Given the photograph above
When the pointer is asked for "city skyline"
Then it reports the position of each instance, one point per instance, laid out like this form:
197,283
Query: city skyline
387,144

::::::::::

▶ _EXERCISE GOAL_:
Turn every line in the entries above into a Markdown table with two columns: Row for the row number and Line for the text of that line. Leave out blank lines.

▶ _RESPONSE TO THE TASK_:
| Row | Line |
|---|---|
| 1 | Given the photograph above |
| 2 | When the pointer is asked for "city skyline" |
| 3 | Then it reports the position of each instance, one point per instance, laid out like this form: |
| 4 | 197,283 |
| 5 | Query: city skyline |
| 6 | 387,144 |